» Exercise brief: Lay out every line of the records below as a JSON list of strings, one string per line, leaving out any blank lines.
──────── Information given ────────
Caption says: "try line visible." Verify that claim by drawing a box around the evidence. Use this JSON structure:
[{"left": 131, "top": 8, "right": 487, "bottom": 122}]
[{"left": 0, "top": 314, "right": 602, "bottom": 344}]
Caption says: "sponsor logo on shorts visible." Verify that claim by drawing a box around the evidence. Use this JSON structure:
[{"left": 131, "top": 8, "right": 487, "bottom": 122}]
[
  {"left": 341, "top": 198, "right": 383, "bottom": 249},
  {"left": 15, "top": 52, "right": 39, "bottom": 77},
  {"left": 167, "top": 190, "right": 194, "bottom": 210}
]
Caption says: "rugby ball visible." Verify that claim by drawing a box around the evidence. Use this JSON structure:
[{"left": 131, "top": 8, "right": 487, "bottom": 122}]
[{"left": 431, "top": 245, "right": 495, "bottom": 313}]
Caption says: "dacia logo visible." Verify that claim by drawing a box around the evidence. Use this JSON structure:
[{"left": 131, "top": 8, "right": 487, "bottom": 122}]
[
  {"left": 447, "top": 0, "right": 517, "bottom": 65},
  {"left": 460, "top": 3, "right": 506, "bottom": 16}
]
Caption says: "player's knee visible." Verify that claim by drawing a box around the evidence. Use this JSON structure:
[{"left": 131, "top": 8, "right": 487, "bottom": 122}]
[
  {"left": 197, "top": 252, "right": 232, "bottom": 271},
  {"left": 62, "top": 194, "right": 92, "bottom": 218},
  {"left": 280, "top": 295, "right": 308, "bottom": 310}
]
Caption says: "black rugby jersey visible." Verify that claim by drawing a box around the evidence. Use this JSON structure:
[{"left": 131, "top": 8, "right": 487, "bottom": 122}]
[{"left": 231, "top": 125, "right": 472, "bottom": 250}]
────────
» The answer:
[
  "Caption says: \"try line visible.\" Verify that claim by drawing a box around the evidence. Use this JSON structure:",
  "[{\"left\": 131, \"top\": 8, \"right\": 487, \"bottom\": 122}]",
  "[{\"left\": 0, \"top\": 314, \"right\": 602, \"bottom\": 344}]",
  "Caption says: \"sponsor logo on shorts visible.\" Verify that claim by drawing a box around the evidence. Use this JSON structure:",
  "[{\"left\": 131, \"top\": 8, \"right\": 487, \"bottom\": 122}]",
  "[",
  "  {\"left\": 341, \"top\": 198, \"right\": 383, \"bottom\": 249},",
  "  {\"left\": 15, \"top\": 52, \"right\": 39, \"bottom\": 77},",
  "  {\"left\": 167, \"top\": 190, \"right\": 194, \"bottom\": 210}",
  "]",
  "Caption says: \"rugby ball visible.\" Verify that claim by drawing a box around the evidence. Use this JSON structure:",
  "[{\"left\": 131, \"top\": 8, \"right\": 487, \"bottom\": 122}]",
  "[{\"left\": 431, \"top\": 245, \"right\": 495, \"bottom\": 313}]",
  "Caption says: \"dacia logo visible.\" Verify that claim by drawing a box around the evidence. Use this JSON structure:",
  "[{\"left\": 131, \"top\": 8, \"right\": 487, \"bottom\": 122}]",
  "[",
  "  {\"left\": 447, \"top\": 0, \"right\": 517, \"bottom\": 65},",
  "  {\"left\": 460, \"top\": 3, \"right\": 506, \"bottom\": 16}",
  "]",
  "Caption says: \"player's knee visible.\" Verify that claim by drawing a box around the evidence. Use this JSON structure:",
  "[{\"left\": 131, \"top\": 8, \"right\": 487, \"bottom\": 122}]",
  "[",
  "  {\"left\": 197, \"top\": 252, \"right\": 232, \"bottom\": 271},",
  "  {\"left\": 62, \"top\": 194, \"right\": 92, \"bottom\": 218},",
  "  {\"left\": 280, \"top\": 295, \"right\": 308, \"bottom\": 310}",
  "]",
  "Caption says: \"black rugby jersey visible.\" Verify that claim by drawing a box around the evidence. Use this JSON structure:",
  "[{\"left\": 131, \"top\": 8, \"right\": 487, \"bottom\": 122}]",
  "[{\"left\": 231, \"top\": 125, \"right\": 472, \"bottom\": 250}]"
]